• [WHAT YOU ARE ASKED TO DO]: Once the line containing "Note: for every instance of the black" appears, output it and each remaining line of the records below exactly, with no pictures and nothing more.

-----

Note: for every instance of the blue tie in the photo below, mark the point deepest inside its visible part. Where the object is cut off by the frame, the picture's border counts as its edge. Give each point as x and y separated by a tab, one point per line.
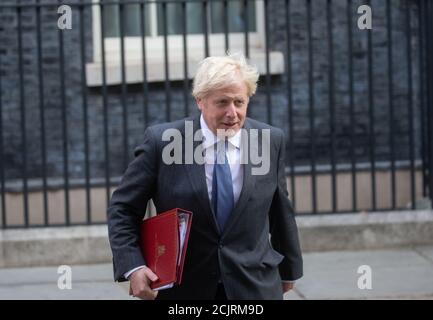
222	187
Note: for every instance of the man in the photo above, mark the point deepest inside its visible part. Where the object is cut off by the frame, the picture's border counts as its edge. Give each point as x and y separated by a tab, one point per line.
243	242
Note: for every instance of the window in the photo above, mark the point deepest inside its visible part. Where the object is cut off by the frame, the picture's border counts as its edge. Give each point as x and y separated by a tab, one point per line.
217	12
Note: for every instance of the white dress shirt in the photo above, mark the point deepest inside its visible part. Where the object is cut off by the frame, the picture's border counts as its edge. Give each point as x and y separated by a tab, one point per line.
233	157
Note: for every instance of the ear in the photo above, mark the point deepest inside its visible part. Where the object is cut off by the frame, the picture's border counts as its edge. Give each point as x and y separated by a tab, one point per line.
200	103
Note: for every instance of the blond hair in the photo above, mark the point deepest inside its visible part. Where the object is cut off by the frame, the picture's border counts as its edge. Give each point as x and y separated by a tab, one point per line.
220	72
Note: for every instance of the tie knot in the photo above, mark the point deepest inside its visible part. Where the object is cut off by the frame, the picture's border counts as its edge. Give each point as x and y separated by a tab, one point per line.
221	150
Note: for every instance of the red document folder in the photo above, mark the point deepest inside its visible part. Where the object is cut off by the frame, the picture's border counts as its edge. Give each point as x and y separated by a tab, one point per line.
163	240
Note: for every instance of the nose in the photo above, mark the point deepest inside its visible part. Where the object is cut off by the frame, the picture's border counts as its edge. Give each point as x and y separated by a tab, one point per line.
231	111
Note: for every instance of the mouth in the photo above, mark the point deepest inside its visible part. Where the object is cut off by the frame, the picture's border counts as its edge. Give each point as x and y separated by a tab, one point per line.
230	124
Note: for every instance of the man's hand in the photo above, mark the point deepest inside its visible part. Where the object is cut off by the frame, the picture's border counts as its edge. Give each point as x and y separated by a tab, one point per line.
139	284
287	286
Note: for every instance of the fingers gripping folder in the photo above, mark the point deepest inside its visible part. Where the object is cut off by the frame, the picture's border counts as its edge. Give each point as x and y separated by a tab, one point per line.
163	241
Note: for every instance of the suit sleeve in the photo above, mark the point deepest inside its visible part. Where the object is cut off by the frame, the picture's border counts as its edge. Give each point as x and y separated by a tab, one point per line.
128	206
284	231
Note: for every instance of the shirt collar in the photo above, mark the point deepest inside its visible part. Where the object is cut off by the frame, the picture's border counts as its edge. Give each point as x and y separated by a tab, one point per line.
209	138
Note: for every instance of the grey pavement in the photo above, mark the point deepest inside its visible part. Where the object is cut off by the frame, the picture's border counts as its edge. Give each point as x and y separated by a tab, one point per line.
400	273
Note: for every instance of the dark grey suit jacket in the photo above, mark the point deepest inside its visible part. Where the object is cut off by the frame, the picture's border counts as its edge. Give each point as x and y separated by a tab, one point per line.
250	264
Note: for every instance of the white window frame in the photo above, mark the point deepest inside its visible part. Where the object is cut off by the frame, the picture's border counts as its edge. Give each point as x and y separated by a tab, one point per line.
155	51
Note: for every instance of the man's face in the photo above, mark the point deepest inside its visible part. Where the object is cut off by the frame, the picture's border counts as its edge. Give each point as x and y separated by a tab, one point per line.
225	108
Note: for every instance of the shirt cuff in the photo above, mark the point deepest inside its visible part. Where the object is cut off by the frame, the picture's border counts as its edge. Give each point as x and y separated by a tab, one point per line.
290	281
127	274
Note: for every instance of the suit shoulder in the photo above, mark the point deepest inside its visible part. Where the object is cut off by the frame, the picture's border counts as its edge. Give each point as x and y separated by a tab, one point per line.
262	125
158	129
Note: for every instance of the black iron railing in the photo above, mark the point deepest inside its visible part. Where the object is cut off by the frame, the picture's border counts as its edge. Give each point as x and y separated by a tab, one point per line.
61	74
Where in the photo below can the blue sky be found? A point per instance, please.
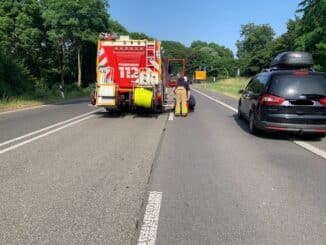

-----

• [OUTPUT BELOW]:
Note: for every instance of the black iron railing in the photo above, mark the point deepest inside its visible part. Where the object is cut off by the frame, the picture's border counts as its edge. Give each point as x and y separated by a tab, one point per line.
61	74
Where in the photo below can the blue sky be found? A point per instance, please.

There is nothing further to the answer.